# [WORK INSTRUCTIONS]
Locate every line in the rows below that contains the string "chin", and copy each of those lines out in full.

· · · · ·

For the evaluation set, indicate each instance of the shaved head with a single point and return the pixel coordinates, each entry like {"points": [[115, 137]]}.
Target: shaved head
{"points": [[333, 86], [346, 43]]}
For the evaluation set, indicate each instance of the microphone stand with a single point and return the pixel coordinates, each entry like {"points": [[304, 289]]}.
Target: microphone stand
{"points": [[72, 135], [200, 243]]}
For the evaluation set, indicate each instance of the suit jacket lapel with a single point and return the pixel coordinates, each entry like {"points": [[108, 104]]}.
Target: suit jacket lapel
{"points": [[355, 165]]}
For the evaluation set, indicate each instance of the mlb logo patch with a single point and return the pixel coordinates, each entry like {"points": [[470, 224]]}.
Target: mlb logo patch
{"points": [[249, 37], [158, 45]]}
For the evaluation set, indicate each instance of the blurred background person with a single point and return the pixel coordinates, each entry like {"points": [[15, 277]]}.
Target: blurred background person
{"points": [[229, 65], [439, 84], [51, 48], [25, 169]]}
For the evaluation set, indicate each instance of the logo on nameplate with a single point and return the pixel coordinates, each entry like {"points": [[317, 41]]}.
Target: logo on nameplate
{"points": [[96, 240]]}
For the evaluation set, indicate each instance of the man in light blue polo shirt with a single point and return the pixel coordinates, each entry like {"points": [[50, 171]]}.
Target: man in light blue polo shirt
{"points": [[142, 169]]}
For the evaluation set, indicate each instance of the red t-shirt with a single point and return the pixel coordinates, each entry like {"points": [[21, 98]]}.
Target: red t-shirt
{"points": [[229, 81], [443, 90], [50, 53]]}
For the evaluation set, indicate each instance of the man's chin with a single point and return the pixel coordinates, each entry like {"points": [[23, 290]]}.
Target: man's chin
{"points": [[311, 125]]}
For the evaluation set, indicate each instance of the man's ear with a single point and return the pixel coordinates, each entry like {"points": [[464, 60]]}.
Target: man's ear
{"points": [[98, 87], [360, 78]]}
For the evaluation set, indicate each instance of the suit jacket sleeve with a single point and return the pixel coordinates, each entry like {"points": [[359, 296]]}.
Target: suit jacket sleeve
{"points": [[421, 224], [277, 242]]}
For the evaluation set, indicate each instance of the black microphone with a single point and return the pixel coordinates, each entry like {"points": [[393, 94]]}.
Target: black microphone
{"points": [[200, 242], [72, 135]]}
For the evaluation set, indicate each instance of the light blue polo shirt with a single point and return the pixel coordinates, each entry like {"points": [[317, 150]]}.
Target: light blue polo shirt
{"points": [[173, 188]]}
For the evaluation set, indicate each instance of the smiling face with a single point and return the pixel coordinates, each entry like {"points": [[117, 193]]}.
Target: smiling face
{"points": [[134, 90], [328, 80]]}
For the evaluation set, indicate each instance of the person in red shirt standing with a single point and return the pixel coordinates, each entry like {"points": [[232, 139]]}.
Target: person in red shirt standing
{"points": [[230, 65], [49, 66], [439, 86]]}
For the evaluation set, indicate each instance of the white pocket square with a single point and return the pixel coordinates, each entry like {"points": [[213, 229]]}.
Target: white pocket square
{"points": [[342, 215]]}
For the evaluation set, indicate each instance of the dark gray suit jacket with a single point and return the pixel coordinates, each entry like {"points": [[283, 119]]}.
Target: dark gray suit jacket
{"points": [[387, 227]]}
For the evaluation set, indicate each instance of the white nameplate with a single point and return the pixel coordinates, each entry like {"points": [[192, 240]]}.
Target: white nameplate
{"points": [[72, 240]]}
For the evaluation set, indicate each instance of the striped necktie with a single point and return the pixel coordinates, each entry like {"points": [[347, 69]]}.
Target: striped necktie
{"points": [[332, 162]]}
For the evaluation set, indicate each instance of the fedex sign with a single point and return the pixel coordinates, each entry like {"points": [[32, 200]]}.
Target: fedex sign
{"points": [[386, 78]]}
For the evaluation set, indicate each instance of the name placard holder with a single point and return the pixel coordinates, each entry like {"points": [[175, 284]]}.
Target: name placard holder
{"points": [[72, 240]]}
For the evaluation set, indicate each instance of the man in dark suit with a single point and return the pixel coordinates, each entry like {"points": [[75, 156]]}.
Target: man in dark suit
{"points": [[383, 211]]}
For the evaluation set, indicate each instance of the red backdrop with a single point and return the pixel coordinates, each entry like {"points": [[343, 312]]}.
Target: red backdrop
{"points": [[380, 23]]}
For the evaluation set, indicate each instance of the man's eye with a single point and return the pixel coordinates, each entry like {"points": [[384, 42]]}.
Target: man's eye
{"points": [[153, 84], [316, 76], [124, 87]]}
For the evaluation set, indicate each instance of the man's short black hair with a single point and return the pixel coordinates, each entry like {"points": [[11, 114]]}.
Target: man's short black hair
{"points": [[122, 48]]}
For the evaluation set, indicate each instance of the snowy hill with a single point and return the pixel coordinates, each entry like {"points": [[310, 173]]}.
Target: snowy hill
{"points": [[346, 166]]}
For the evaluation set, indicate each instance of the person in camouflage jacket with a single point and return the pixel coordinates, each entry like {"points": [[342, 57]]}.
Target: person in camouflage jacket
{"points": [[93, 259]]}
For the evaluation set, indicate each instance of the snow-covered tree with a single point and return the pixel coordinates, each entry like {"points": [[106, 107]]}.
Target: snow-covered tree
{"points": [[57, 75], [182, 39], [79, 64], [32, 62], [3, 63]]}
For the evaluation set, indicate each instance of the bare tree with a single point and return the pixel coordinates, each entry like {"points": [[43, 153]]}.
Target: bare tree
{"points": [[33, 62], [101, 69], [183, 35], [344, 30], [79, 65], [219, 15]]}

· · · · ·

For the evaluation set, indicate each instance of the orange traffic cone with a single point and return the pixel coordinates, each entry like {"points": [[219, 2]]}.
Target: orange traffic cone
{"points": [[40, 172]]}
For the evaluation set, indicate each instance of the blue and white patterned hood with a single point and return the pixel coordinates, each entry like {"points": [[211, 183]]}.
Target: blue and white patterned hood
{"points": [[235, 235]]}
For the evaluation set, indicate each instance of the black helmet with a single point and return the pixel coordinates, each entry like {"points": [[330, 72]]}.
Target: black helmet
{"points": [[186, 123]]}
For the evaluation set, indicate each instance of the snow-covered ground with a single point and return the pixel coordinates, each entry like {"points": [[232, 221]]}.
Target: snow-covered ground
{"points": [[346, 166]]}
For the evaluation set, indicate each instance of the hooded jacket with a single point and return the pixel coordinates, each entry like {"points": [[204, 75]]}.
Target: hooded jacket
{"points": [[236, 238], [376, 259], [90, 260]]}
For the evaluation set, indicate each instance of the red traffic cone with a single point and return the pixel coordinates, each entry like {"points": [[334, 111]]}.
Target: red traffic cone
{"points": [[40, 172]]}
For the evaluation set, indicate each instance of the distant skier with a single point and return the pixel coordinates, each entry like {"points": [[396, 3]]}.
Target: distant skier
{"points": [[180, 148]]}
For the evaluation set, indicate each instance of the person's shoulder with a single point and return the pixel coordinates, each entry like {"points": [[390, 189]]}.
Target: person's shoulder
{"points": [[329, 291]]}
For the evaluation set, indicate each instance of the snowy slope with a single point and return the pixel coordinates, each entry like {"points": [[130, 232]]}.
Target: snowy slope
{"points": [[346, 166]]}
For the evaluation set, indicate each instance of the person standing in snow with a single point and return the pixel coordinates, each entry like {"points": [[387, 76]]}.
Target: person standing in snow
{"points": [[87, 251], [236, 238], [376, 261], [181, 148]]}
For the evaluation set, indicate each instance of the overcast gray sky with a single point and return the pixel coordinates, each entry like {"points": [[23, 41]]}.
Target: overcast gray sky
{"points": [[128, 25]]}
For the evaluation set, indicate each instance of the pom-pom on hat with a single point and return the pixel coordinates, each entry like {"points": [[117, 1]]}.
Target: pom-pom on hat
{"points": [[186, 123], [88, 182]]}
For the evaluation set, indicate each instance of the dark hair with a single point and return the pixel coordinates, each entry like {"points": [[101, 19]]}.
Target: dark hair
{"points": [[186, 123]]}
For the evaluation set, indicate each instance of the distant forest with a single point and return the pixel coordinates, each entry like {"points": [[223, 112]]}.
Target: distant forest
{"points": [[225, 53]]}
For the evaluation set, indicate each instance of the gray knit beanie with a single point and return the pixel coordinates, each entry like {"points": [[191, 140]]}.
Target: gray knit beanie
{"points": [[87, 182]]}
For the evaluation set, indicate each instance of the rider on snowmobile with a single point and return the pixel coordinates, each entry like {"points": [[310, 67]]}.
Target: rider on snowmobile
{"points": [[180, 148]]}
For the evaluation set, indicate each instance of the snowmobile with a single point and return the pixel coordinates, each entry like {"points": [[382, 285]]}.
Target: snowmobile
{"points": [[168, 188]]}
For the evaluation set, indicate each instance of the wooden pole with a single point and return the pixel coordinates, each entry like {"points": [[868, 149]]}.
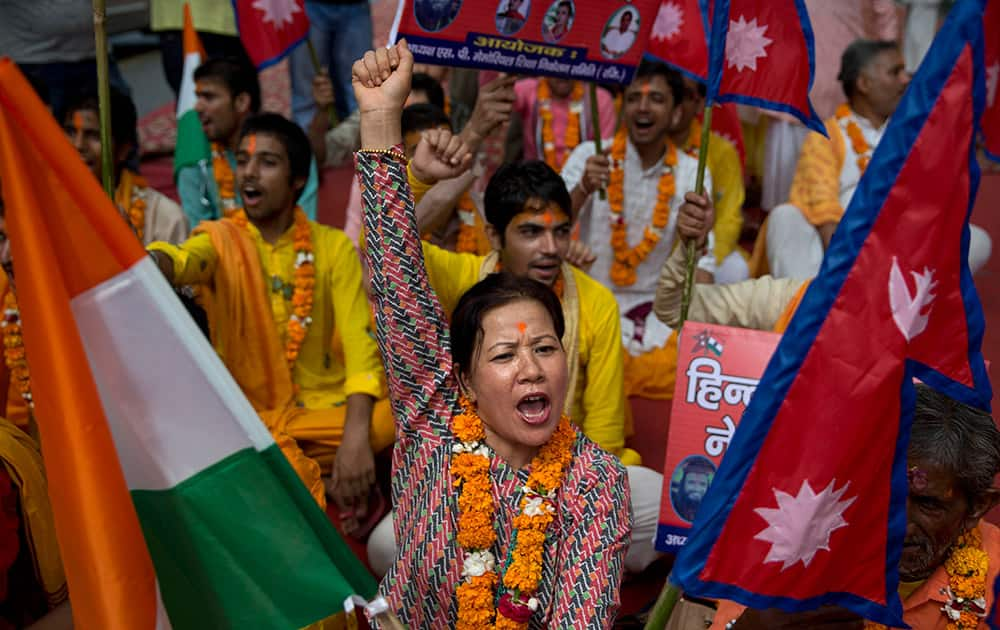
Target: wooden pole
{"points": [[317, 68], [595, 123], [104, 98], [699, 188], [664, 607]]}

· · · · ·

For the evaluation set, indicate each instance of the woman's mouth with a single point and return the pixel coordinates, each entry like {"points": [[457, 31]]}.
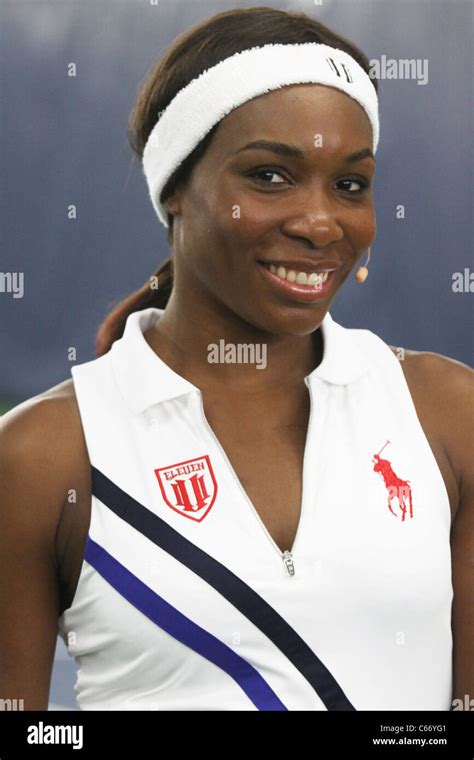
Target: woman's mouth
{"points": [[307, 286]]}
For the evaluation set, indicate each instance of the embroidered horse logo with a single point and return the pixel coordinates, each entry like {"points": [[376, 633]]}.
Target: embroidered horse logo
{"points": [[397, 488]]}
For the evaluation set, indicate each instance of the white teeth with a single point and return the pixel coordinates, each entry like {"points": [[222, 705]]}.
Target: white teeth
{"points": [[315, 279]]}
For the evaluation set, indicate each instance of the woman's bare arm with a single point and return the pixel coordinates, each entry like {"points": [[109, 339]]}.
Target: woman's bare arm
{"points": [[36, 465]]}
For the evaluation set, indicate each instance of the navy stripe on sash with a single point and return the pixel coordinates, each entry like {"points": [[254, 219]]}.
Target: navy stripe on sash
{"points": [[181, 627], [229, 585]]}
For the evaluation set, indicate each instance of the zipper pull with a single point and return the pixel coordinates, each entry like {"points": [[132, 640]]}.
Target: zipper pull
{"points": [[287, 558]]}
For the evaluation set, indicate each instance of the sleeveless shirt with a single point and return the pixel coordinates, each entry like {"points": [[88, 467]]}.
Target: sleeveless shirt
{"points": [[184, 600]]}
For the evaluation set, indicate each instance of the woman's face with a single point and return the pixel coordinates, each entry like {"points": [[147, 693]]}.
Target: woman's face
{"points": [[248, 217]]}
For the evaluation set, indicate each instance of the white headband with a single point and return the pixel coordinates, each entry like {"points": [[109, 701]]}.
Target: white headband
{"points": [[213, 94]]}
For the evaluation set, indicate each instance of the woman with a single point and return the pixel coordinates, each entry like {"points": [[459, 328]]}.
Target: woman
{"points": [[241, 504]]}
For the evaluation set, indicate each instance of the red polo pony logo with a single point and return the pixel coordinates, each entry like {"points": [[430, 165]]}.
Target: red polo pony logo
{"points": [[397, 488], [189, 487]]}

· · · · ·

# [REPLY]
For the evaluation set, indicate each instance of the man's chin with a single point and return the pixel coordinates, each entry like {"points": [[23, 290]]}.
Target: man's chin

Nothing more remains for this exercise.